Pick out each line of the records that includes the string "green", and copy it.

Listed entries section start

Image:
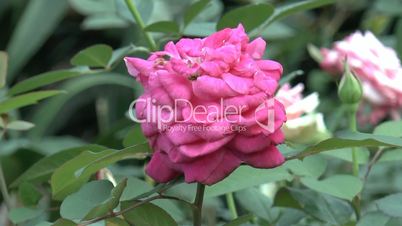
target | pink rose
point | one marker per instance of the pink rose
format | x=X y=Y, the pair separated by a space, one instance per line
x=208 y=107
x=378 y=68
x=303 y=124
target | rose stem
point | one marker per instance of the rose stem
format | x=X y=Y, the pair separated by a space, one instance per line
x=352 y=111
x=231 y=205
x=197 y=211
x=137 y=17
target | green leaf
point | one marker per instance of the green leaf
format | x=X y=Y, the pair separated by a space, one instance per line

Listed entries section end

■ Task result ■
target | green leaf
point | one marker per instance of the green leaf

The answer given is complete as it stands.